What you will do: The records sit below. Return every line in them that holds the word "pole".

(Saved entries)
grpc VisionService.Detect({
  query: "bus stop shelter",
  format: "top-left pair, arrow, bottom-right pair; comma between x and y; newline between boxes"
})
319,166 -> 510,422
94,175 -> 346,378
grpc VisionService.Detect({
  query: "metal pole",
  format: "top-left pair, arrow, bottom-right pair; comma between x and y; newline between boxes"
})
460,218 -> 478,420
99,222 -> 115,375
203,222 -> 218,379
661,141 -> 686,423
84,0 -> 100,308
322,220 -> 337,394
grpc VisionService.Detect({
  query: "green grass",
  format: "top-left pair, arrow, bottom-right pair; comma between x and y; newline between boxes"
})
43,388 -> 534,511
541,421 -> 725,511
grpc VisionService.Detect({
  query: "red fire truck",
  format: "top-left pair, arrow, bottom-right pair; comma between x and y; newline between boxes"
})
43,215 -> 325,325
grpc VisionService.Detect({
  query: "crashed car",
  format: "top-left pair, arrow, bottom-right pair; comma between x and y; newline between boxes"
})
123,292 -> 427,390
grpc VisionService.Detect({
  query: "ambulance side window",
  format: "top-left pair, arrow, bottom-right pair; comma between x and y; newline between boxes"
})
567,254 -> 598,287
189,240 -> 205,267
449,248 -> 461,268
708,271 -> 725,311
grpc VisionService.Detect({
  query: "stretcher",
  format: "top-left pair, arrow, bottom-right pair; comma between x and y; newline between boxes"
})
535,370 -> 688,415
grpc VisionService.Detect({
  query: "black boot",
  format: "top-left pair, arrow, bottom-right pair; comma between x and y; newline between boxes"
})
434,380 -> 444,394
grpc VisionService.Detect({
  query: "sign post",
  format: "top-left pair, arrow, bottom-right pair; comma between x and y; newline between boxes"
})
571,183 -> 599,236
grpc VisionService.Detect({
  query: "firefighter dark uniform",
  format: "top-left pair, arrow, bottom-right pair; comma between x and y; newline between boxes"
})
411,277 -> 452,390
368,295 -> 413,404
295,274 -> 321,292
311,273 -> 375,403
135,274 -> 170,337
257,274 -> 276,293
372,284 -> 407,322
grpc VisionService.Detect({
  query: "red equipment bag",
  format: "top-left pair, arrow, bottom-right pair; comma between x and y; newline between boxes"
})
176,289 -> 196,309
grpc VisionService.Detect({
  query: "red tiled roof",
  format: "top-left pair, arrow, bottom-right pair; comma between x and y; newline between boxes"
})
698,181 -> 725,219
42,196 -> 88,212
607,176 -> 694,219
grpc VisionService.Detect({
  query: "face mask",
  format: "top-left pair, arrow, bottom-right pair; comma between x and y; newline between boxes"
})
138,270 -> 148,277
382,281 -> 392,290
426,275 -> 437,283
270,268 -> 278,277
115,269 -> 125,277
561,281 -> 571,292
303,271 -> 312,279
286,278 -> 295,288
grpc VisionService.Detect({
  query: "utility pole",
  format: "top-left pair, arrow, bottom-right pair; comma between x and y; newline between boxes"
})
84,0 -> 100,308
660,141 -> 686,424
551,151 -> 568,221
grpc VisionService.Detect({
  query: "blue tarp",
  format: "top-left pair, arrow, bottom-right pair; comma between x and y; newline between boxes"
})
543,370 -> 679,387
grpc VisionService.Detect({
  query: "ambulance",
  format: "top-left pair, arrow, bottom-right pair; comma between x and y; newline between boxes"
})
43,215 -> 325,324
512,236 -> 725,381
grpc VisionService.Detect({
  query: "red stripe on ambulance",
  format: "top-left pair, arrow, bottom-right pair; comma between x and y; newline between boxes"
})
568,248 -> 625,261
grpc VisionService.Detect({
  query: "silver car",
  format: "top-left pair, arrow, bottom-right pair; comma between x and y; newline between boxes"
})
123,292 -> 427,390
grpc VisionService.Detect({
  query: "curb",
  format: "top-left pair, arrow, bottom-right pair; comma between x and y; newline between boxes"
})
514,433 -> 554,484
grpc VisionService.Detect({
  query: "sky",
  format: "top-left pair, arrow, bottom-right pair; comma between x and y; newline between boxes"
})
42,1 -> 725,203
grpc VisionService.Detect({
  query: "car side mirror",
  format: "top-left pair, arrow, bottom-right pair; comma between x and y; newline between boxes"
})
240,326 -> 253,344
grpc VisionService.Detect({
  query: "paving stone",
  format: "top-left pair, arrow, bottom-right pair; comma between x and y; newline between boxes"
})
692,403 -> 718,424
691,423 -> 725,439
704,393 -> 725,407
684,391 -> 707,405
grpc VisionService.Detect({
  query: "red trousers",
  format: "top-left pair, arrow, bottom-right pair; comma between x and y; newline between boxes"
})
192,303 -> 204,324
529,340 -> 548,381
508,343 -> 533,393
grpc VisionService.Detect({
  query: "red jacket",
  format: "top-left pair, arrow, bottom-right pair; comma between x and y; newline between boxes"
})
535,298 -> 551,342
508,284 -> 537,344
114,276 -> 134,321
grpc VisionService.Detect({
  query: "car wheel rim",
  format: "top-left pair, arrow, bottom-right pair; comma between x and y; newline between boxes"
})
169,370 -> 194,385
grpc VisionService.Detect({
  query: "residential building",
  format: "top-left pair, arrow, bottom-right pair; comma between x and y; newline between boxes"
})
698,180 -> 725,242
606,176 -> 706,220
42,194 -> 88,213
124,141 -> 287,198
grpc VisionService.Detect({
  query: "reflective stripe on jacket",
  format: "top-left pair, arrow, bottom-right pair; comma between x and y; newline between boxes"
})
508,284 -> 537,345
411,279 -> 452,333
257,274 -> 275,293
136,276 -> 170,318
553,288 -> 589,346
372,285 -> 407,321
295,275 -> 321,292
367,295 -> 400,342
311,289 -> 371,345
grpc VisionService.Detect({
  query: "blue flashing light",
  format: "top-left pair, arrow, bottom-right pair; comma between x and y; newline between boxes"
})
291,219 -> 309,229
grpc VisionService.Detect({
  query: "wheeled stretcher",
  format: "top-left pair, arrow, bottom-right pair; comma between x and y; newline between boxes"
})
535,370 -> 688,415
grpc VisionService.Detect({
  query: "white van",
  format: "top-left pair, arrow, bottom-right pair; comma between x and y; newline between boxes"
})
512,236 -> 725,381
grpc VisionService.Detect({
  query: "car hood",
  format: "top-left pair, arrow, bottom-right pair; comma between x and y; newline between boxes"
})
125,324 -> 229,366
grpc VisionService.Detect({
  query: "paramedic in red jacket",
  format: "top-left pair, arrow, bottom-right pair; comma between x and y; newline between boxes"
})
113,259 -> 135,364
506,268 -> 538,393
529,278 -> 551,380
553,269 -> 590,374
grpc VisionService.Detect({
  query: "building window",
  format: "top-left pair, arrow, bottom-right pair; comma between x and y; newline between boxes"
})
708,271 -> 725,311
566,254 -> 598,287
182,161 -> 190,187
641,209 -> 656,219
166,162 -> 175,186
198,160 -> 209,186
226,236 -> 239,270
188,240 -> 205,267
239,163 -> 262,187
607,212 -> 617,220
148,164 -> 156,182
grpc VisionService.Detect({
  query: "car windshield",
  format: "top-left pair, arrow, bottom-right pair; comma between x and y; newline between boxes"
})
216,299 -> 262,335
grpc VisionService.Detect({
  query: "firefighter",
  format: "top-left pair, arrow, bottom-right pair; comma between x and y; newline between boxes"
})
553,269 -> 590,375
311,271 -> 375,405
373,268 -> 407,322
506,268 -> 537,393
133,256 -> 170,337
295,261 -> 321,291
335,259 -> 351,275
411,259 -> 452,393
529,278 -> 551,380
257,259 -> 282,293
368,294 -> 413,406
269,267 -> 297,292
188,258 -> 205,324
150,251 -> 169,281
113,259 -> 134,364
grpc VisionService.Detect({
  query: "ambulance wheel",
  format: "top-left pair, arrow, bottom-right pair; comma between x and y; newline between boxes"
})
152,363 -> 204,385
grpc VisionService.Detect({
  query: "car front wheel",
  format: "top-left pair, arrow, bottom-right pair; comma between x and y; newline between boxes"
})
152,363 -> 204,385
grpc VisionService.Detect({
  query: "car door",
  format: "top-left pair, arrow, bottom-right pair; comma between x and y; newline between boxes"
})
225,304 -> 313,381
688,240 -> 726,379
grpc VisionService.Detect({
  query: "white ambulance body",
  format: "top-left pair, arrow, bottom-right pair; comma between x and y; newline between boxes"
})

Solved exercise:
  query: "metal pole",
  query: "utility pole",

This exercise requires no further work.